■ Location identification items ■
··········
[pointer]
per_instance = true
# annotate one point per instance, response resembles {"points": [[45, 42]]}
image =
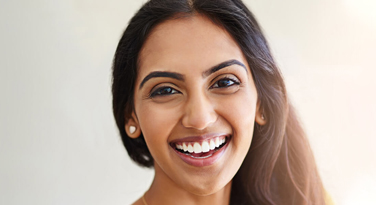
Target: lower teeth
{"points": [[215, 150]]}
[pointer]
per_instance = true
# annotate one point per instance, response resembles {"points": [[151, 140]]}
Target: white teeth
{"points": [[212, 145], [205, 146], [190, 148], [197, 148], [217, 142]]}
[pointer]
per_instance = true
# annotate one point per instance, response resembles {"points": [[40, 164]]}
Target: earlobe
{"points": [[260, 115], [132, 127]]}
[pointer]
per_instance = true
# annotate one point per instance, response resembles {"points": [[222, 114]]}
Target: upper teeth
{"points": [[205, 146]]}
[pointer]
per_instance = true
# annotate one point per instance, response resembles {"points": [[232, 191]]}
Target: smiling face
{"points": [[195, 103]]}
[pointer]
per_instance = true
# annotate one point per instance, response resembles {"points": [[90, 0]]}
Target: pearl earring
{"points": [[132, 129]]}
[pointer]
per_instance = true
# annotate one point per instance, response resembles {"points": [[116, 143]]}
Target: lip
{"points": [[201, 162], [200, 138]]}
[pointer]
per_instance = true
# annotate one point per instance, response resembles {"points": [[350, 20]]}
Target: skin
{"points": [[198, 105]]}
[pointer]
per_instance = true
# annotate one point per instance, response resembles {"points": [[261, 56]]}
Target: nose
{"points": [[199, 112]]}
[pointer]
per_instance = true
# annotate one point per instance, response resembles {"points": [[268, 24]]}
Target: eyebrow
{"points": [[180, 77]]}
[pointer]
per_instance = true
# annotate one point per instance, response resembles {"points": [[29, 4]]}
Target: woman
{"points": [[198, 96]]}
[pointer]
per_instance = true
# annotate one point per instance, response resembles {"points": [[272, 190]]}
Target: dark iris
{"points": [[225, 83], [163, 91]]}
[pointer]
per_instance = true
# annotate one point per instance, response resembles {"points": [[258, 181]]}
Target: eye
{"points": [[162, 91], [225, 82]]}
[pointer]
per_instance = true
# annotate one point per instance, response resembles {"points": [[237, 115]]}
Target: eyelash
{"points": [[158, 92]]}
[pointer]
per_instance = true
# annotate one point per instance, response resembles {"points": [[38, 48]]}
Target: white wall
{"points": [[58, 140]]}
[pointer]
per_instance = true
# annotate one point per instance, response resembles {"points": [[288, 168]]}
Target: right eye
{"points": [[163, 91]]}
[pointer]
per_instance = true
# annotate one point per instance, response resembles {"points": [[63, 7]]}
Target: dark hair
{"points": [[279, 167]]}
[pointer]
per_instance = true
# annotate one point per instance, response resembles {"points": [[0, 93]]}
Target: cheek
{"points": [[156, 123]]}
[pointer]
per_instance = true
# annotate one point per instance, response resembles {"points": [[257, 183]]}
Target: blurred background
{"points": [[58, 139]]}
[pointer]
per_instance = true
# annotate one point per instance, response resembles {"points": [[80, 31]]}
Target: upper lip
{"points": [[199, 138]]}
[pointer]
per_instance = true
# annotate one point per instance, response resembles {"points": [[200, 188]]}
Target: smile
{"points": [[202, 152]]}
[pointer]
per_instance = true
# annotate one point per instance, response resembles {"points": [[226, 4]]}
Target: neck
{"points": [[164, 191]]}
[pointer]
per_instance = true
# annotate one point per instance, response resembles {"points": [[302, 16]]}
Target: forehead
{"points": [[185, 44]]}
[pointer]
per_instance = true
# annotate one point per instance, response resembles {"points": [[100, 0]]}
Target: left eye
{"points": [[162, 91], [223, 83]]}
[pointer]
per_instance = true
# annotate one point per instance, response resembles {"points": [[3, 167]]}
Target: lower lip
{"points": [[201, 162]]}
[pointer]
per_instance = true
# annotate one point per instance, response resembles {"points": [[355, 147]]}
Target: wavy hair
{"points": [[279, 167]]}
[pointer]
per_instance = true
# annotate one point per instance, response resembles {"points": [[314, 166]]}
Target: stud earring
{"points": [[132, 129]]}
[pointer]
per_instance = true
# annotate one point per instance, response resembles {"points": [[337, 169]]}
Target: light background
{"points": [[58, 140]]}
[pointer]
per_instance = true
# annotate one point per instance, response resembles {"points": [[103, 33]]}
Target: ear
{"points": [[132, 127], [260, 115]]}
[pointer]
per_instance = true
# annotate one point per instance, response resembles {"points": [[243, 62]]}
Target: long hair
{"points": [[279, 167]]}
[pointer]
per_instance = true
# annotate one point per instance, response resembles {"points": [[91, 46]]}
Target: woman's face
{"points": [[196, 103]]}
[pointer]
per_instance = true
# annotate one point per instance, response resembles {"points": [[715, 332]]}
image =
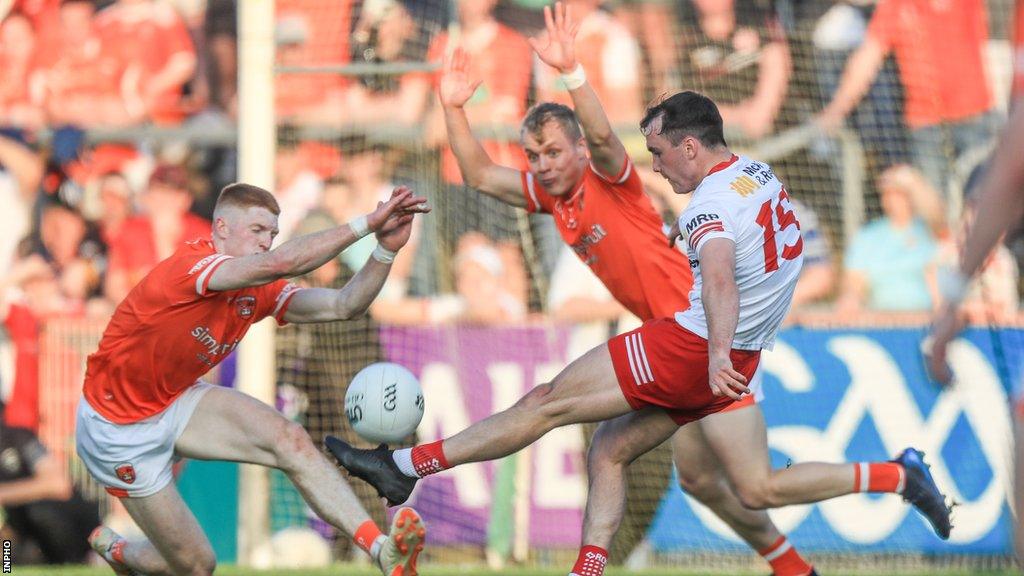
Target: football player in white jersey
{"points": [[744, 248]]}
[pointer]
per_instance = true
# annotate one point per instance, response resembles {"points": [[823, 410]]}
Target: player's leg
{"points": [[229, 425], [586, 391], [175, 542], [615, 445], [760, 487], [701, 475]]}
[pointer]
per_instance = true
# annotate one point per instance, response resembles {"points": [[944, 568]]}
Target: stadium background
{"points": [[488, 303]]}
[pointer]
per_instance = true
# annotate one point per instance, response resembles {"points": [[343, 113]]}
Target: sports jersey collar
{"points": [[723, 165]]}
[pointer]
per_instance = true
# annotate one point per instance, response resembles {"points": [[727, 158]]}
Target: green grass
{"points": [[348, 570]]}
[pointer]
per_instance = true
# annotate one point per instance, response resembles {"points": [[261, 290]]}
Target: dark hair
{"points": [[687, 114], [539, 115], [247, 196]]}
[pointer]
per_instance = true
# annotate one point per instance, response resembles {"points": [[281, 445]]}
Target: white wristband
{"points": [[359, 225], [383, 255], [574, 79], [953, 285]]}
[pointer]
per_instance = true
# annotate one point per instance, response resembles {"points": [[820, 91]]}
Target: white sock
{"points": [[403, 459], [375, 548]]}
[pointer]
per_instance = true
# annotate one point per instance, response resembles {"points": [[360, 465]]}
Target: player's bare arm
{"points": [[305, 253], [557, 49], [478, 170], [721, 300], [325, 304], [1000, 205]]}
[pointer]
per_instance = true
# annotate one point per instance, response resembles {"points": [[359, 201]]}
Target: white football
{"points": [[384, 403]]}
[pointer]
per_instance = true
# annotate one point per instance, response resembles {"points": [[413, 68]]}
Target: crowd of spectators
{"points": [[87, 220]]}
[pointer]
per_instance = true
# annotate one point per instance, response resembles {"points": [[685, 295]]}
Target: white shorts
{"points": [[134, 459]]}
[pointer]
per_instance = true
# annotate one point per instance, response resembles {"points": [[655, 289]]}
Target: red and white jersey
{"points": [[741, 200], [170, 330]]}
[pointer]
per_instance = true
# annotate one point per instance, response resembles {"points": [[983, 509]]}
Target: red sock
{"points": [[878, 477], [366, 535], [591, 562], [429, 458], [784, 560]]}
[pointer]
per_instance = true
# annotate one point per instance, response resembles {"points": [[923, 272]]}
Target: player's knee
{"points": [[294, 446], [702, 486], [757, 496], [542, 405]]}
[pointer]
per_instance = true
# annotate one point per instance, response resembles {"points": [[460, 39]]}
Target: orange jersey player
{"points": [[144, 405]]}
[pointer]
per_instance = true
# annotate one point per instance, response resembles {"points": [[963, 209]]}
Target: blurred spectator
{"points": [[992, 295], [298, 187], [152, 237], [817, 278], [610, 55], [650, 22], [735, 52], [50, 520], [17, 63], [389, 31], [116, 199], [940, 49], [80, 76], [151, 40], [64, 263], [311, 33], [20, 173], [839, 30], [890, 264]]}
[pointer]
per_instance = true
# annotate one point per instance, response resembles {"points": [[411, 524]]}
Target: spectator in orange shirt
{"points": [[610, 52], [311, 33], [80, 79], [939, 47], [17, 62], [153, 43], [150, 238]]}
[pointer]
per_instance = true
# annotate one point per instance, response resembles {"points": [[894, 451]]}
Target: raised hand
{"points": [[556, 47], [401, 203], [456, 87], [395, 231]]}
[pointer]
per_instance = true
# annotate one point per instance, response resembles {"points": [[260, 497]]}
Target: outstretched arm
{"points": [[305, 253], [721, 301], [557, 50], [325, 304], [477, 169]]}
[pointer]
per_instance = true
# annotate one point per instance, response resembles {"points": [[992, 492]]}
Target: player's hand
{"points": [[456, 87], [556, 45], [945, 326], [724, 379]]}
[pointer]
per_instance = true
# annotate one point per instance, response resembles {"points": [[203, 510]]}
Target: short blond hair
{"points": [[246, 196]]}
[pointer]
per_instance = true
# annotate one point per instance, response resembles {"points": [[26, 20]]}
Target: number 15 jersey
{"points": [[741, 200]]}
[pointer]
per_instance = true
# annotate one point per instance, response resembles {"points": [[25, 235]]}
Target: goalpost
{"points": [[257, 140]]}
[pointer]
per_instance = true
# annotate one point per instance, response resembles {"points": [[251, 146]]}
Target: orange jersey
{"points": [[170, 330], [612, 227]]}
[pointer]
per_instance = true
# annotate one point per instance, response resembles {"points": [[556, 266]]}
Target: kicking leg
{"points": [[701, 475], [586, 391], [231, 425], [760, 487], [616, 444]]}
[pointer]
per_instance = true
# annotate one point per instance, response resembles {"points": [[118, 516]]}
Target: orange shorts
{"points": [[665, 365]]}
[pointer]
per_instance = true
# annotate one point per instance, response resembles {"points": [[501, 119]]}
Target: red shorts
{"points": [[665, 365]]}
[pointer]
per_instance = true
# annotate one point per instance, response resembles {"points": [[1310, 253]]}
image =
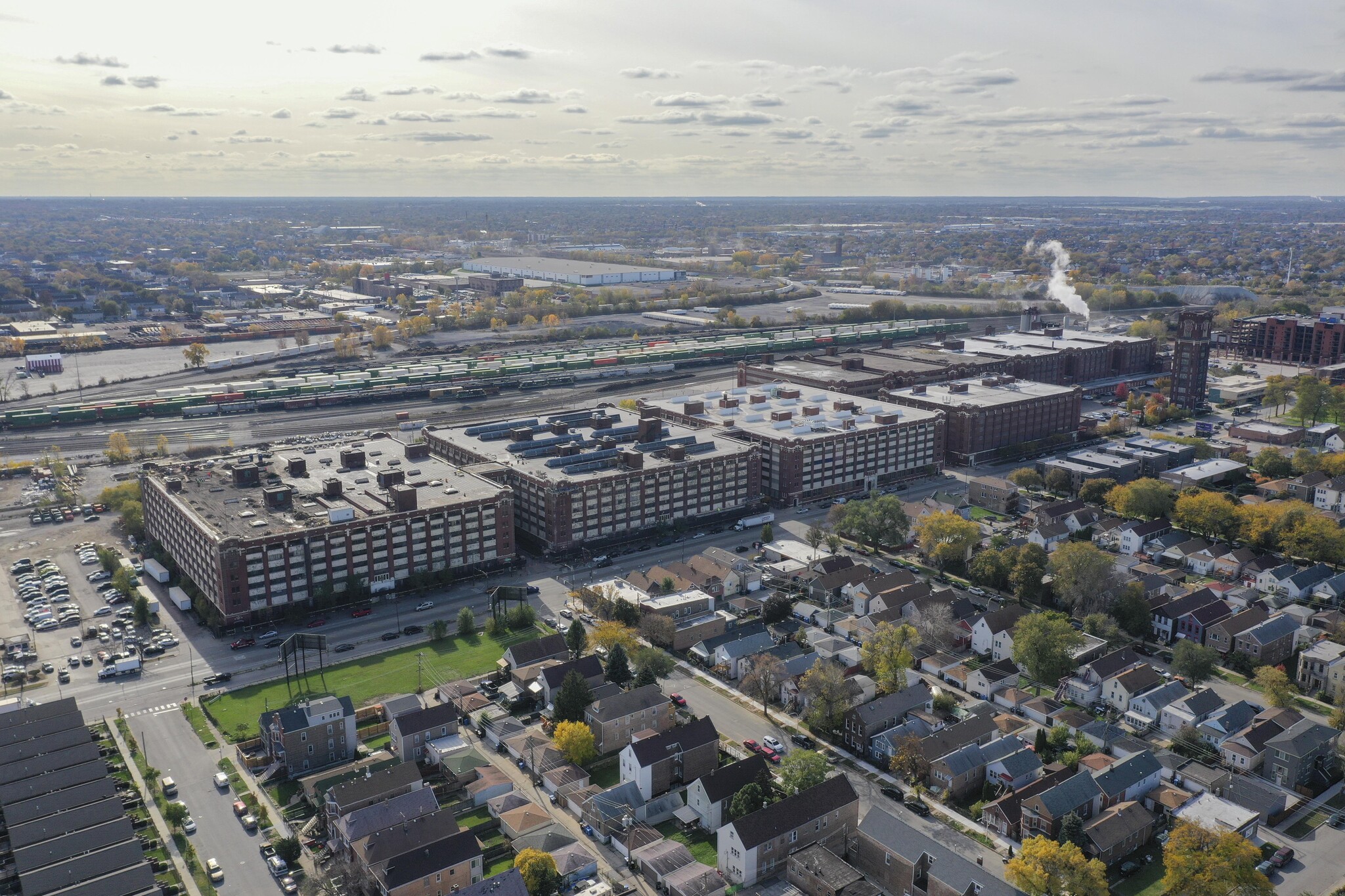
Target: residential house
{"points": [[1189, 711], [1043, 813], [1118, 830], [1320, 668], [711, 793], [993, 628], [1136, 534], [1222, 634], [902, 859], [1130, 778], [1269, 643], [1302, 756], [1146, 708], [310, 735], [1224, 723], [862, 723], [1084, 687], [993, 494], [529, 653], [410, 731], [1121, 689], [1193, 624], [1003, 815], [617, 717], [439, 867], [758, 845], [963, 771], [665, 761], [992, 679], [1164, 617]]}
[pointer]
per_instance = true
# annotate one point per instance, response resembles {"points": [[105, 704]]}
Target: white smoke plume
{"points": [[1059, 288]]}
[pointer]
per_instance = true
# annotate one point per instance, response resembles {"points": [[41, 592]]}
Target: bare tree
{"points": [[764, 680]]}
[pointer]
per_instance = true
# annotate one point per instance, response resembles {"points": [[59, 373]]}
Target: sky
{"points": [[688, 98]]}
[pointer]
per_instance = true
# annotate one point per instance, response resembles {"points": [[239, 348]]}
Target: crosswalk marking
{"points": [[151, 710]]}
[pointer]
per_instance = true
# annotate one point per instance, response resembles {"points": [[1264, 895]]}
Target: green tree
{"points": [[802, 769], [618, 667], [1084, 575], [888, 654], [576, 640], [1193, 662], [747, 801], [946, 538], [1025, 477], [1044, 645], [572, 699], [1095, 490]]}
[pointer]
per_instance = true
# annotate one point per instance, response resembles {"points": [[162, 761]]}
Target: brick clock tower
{"points": [[1191, 356]]}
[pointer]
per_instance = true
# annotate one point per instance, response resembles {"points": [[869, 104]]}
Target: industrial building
{"points": [[65, 824], [260, 532], [1292, 339], [998, 417], [588, 476], [1191, 358], [816, 444], [563, 270]]}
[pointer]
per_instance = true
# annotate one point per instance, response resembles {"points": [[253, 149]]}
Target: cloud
{"points": [[690, 100], [762, 100], [510, 51], [182, 113], [525, 96], [649, 73], [450, 55], [89, 60]]}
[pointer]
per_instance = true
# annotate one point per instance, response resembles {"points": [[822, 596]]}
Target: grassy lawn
{"points": [[703, 848], [197, 719], [499, 865], [1146, 882], [365, 680]]}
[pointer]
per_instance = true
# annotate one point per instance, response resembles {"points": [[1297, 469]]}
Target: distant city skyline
{"points": [[693, 98]]}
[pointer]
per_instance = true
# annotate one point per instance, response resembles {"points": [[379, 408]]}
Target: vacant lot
{"points": [[368, 679]]}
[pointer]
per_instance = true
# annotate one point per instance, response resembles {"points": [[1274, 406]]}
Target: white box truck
{"points": [[761, 519], [156, 571]]}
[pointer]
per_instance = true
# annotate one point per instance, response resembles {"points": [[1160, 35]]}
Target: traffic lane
{"points": [[173, 747]]}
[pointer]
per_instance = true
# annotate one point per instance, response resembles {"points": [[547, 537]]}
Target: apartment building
{"points": [[814, 444], [260, 534], [581, 477]]}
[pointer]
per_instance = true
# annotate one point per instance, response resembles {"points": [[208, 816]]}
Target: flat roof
{"points": [[813, 414], [560, 265], [978, 394], [242, 511], [539, 457]]}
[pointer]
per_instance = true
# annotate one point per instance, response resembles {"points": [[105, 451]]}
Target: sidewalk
{"points": [[160, 825]]}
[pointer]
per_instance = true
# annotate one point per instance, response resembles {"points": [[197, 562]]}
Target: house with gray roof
{"points": [[902, 859]]}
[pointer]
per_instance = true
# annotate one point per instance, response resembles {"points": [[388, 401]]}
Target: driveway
{"points": [[173, 747]]}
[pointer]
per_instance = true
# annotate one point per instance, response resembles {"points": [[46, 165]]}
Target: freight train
{"points": [[467, 379]]}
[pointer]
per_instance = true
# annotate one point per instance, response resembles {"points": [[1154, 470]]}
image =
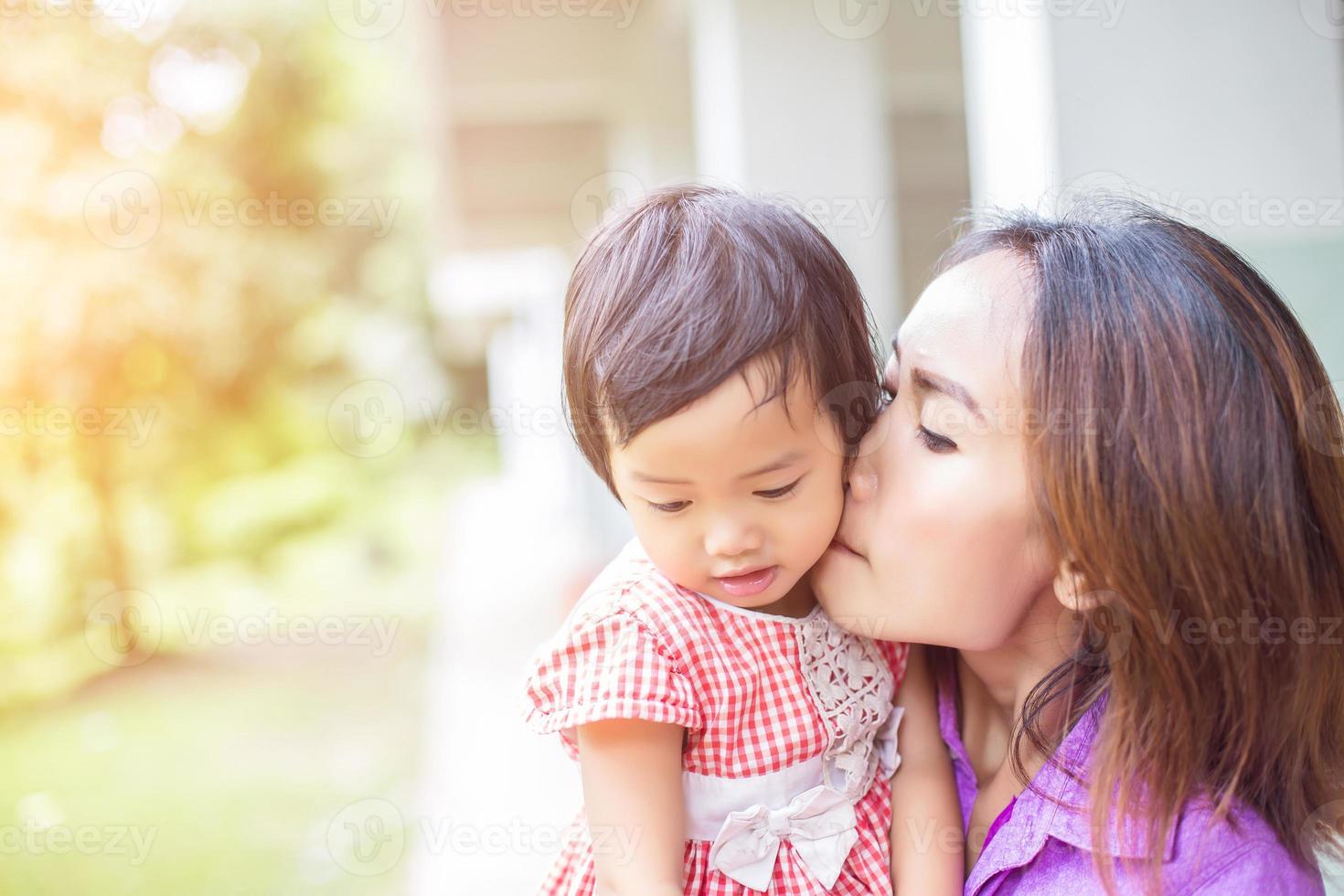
··········
■ Written request ■
Count the lines in the rows that contain the string "football" and give only that number.

■ Exercise solution ■
2